Saved entries:
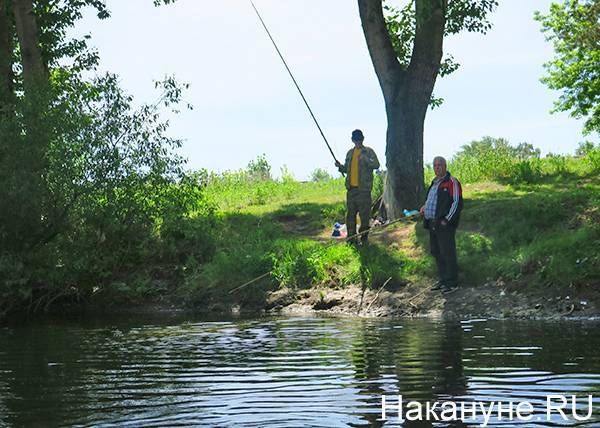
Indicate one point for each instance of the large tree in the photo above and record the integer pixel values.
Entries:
(573, 27)
(406, 48)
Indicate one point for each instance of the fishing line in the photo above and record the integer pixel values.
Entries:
(294, 80)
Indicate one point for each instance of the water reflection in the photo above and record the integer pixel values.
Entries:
(285, 372)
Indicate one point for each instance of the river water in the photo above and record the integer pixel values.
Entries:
(294, 372)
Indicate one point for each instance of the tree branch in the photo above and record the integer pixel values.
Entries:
(387, 68)
(427, 49)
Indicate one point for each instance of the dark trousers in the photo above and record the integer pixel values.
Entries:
(442, 240)
(358, 202)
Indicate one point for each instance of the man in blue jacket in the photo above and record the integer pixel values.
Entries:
(442, 213)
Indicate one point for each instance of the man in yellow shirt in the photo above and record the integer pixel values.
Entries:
(358, 167)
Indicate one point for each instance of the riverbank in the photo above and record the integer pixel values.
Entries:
(526, 248)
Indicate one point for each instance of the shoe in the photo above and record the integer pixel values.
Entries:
(438, 286)
(449, 289)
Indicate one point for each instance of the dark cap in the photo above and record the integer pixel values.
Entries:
(357, 135)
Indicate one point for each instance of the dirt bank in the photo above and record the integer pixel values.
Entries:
(494, 300)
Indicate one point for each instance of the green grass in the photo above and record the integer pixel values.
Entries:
(532, 233)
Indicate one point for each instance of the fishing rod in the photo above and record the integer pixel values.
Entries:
(295, 83)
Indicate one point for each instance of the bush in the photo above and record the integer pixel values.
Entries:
(259, 169)
(319, 175)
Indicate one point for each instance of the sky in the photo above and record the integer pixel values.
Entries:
(245, 104)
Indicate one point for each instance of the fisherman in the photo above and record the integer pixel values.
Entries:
(442, 213)
(359, 166)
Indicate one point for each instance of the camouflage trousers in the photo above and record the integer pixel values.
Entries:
(358, 202)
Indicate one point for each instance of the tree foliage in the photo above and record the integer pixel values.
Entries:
(461, 15)
(573, 27)
(91, 187)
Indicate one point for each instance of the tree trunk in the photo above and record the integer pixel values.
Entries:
(406, 93)
(34, 70)
(404, 158)
(6, 75)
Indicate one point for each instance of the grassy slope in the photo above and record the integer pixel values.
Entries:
(529, 235)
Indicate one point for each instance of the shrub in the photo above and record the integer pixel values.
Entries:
(319, 175)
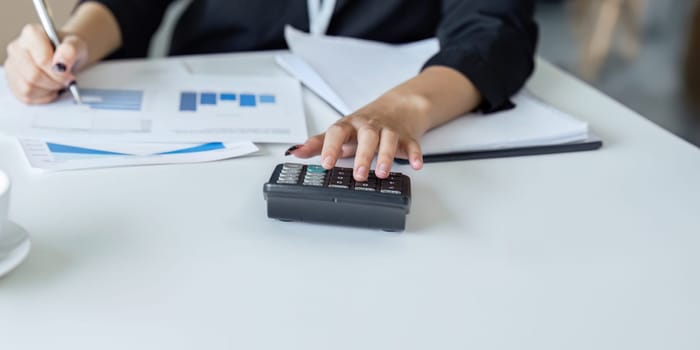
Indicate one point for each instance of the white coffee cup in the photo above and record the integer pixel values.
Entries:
(4, 200)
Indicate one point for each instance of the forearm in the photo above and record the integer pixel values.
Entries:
(434, 97)
(96, 26)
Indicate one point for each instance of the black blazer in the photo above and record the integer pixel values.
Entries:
(492, 42)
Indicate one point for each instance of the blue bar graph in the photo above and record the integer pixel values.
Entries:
(188, 102)
(126, 100)
(270, 99)
(207, 98)
(248, 100)
(228, 97)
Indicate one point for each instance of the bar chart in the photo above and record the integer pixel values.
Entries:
(192, 101)
(112, 99)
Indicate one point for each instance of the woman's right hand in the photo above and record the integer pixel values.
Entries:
(35, 73)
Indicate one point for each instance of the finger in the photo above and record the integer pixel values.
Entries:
(415, 155)
(20, 61)
(367, 142)
(387, 151)
(333, 142)
(70, 55)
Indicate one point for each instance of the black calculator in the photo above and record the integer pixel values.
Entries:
(310, 193)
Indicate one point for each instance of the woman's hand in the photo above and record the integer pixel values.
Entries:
(392, 125)
(35, 72)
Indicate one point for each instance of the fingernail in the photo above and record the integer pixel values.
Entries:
(292, 149)
(59, 68)
(328, 162)
(361, 172)
(382, 170)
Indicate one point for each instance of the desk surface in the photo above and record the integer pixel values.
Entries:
(575, 251)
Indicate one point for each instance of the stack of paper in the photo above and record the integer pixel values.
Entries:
(137, 113)
(350, 73)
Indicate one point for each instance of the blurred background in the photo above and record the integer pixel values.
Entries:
(643, 53)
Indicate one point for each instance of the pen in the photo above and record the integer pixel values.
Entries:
(42, 9)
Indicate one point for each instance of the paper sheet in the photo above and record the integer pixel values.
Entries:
(358, 71)
(160, 102)
(63, 155)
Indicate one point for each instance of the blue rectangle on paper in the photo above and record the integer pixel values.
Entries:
(248, 101)
(188, 102)
(268, 99)
(208, 98)
(228, 97)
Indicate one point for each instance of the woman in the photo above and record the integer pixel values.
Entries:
(486, 56)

■ Prompt
If a line contains the word "woman", it counts; say how many such lines the records hold, and give only that number.

■ Solution to this exercise
3